# Carrots



## Carolyne (Mar 13, 2012)

Think I am suffering from sleep deprevation  .. fel sure I read somehwere that carrots - I think frozon - are Ok to give puppies when teething ... but now I can't find the thread. On the other hand I could have dreamt it all !!!

Mollie is 9 weeks old - is that too young for a carrot? How much should I let her have? - I am assuming the whole carrot to chew on because smaller bits might be dangerous? But maybe take it away before she eats too much??


----------



## flounder_1 (May 12, 2011)

I gave Lolly a carrot when she was a puppy. Yes she enjoyed chewing it but what a mess!!!


----------



## Carolyne (Mar 13, 2012)

Ha! Didn't think of the mess. Might have to be an outdoor treat then !


----------



## DB1 (Jan 20, 2012)

Just posted on your recall thread, but yes you can give carrots, Dudley loves them, I usually give pieces 1-2 inches and he always chews on them - i guess I would give larger if I worried he may swallow whole and choke, I've never tried them frozen though.


----------



## wilfiboy (Sep 18, 2010)

Record list:

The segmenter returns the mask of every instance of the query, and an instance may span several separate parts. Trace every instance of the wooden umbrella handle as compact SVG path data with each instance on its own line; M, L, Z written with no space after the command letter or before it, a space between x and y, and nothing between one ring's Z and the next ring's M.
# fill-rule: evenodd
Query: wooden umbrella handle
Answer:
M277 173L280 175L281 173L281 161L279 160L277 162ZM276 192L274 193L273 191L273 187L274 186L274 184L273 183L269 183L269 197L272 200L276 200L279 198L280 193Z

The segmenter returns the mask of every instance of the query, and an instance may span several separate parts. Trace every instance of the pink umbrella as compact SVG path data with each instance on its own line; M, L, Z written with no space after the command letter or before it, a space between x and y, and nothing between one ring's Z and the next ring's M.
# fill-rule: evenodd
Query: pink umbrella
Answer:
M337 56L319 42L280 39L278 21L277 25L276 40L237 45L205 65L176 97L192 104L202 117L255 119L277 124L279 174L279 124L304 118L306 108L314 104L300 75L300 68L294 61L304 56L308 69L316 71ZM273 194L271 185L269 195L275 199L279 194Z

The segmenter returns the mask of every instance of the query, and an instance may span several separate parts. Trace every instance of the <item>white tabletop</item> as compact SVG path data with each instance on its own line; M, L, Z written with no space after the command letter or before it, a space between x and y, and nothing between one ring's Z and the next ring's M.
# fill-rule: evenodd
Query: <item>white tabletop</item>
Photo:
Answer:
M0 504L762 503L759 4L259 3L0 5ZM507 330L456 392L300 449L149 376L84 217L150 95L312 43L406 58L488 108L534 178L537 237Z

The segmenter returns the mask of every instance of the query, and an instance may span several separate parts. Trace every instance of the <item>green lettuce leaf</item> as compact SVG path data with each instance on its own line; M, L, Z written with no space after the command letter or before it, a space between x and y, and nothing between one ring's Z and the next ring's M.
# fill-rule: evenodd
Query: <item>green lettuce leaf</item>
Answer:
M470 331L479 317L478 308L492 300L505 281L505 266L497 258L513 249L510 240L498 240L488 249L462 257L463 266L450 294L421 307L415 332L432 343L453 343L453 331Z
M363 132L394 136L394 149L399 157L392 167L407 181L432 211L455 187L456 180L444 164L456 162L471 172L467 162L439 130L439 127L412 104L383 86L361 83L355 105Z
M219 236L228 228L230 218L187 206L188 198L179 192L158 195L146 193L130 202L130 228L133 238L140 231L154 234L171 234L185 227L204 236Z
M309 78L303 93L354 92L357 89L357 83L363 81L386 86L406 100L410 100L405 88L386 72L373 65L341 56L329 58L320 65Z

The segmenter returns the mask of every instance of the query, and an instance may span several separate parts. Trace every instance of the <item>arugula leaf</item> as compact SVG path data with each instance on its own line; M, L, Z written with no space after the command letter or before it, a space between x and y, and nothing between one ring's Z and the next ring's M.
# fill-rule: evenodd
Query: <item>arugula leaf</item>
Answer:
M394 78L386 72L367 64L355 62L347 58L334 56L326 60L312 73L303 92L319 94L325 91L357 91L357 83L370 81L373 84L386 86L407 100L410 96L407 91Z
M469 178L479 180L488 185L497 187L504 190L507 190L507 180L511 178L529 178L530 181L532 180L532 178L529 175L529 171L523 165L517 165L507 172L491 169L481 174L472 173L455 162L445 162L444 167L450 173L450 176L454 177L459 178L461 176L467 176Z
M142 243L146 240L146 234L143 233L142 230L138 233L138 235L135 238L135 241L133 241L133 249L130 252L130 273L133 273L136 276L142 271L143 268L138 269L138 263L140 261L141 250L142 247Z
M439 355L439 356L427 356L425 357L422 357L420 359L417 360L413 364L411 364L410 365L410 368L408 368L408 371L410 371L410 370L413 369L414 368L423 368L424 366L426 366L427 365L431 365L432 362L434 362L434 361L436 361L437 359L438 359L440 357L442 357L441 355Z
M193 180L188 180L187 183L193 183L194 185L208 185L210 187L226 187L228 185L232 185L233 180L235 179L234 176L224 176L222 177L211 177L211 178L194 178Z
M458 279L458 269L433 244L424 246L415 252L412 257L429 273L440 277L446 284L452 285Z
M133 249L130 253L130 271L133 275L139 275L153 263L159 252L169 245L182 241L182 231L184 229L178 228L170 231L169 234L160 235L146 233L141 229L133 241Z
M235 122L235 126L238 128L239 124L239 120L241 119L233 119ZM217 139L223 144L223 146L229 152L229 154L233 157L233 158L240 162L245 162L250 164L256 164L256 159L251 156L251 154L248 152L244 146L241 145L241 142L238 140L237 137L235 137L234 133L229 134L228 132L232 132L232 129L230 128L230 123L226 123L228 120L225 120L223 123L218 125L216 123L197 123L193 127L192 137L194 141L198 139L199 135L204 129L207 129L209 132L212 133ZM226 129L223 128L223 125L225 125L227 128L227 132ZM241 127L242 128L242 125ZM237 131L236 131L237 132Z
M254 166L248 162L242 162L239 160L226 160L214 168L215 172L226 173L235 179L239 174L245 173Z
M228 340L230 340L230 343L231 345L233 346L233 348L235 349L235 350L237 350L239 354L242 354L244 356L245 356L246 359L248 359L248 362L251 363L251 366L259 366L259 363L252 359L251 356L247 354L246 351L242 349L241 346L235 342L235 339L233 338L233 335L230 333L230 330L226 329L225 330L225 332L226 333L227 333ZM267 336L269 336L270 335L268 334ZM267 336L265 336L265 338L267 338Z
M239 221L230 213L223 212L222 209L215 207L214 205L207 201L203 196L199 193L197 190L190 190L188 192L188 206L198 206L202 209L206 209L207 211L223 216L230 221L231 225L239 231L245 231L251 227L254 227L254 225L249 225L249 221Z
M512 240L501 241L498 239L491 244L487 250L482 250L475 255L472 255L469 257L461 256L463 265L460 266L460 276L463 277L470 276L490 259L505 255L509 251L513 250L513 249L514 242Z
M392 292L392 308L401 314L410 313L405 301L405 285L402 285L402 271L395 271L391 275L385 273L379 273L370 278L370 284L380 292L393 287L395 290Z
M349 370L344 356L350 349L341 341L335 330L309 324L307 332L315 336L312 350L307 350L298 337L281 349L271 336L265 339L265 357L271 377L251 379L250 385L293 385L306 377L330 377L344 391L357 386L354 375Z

Stated problem 1: In the carrots thread, how long are the carrot pieces that DB1 usually gives Dudley?
Stated problem 2: Reproduce the carrots thread word for word from "Mollie is 9" up to and including "(May 12, 2011)".

Finished answer 1: 1-2 inches

Finished answer 2:
Mollie is 9 weeks old - is that too young for a carrot? How much should I let her have? - I am assuming the whole carrot to chew on because smaller bits might be dangerous? But maybe take it away before she eats too much??


----------



## flounder_1 (May 12, 2011)